__TASK STATEMENT__:
Your answer must contain each line of the data, copied exactly.

Natural-language object grounding data:
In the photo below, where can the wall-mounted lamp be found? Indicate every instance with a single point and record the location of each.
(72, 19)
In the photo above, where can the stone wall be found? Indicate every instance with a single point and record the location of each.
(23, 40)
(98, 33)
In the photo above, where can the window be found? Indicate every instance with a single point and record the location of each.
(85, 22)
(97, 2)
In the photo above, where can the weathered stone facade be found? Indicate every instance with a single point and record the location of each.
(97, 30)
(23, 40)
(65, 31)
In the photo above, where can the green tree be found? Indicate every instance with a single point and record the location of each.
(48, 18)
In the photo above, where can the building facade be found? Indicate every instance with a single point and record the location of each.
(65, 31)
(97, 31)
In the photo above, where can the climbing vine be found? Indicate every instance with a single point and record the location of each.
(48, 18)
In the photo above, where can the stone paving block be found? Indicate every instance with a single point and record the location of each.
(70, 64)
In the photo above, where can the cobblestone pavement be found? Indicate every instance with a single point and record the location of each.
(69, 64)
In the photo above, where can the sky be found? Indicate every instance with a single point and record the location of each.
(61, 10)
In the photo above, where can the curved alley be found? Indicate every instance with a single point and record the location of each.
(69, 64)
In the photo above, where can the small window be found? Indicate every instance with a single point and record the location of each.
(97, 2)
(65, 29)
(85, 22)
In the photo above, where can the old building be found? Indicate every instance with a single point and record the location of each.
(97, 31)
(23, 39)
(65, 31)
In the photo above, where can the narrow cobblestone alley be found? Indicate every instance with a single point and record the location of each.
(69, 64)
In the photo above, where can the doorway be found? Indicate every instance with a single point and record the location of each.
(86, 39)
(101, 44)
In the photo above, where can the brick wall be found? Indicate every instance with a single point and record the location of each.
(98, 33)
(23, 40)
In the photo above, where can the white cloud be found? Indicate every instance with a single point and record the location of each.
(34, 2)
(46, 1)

__RESULT OF THIS TASK__:
In the photo below, where can the wall-mounted lamp be found? Indicate every instance with a single point and record the location of each.
(72, 19)
In the photo above, where can the stone wall be found? Indicate every instance with a single point and record the location of each.
(23, 40)
(98, 33)
In the photo above, where can the window be found? Indicate every instance with a single point and record the location of each.
(85, 22)
(97, 2)
In the photo above, where can the weathered stone facade be found? Indicate every instance with a single point and record the location of each.
(97, 30)
(23, 40)
(65, 31)
In the photo above, where can the green tree be found? Indicate every instance with a single point and record the location of each.
(48, 18)
In the photo above, where can the building facade be found? Indicate every instance with a single point and record the location of each.
(65, 31)
(97, 31)
In the photo above, where can the climbing vine be found? Indicate every instance with a single point and record the location of each.
(48, 18)
In the photo above, where can the stone paving block be found? Indicate every instance with a single point and record the location of each.
(70, 64)
In the photo above, where can the cobblestone pavement be found? Indicate every instance with a single point and record the location of each.
(69, 64)
In the photo above, where can the sky be found? Indicate every instance with a single point and record the location of each.
(61, 10)
In the photo above, where can the curved alley be found? Indicate every instance with a single point and record the location of each.
(69, 64)
In the photo above, where can the small window be found? Indicate every instance with a single point and record the location of each.
(97, 2)
(65, 29)
(85, 22)
In the photo above, where can the old building be found? Indicate every instance with a single point and record the location of each.
(97, 31)
(23, 39)
(65, 31)
In the photo above, where can the narrow cobblestone alley be found? Indicate every instance with a single point and record the location of each.
(69, 64)
In the photo above, where can the doorway be found? Indicate every instance with a single point and record the location of each.
(86, 39)
(101, 44)
In the photo above, where can the brick wall be found? Indicate every instance with a single point and record the location of each.
(98, 33)
(23, 40)
In the photo above, where can the white cloud be found? Indicate every instance with a single point and record the location of each.
(34, 2)
(46, 1)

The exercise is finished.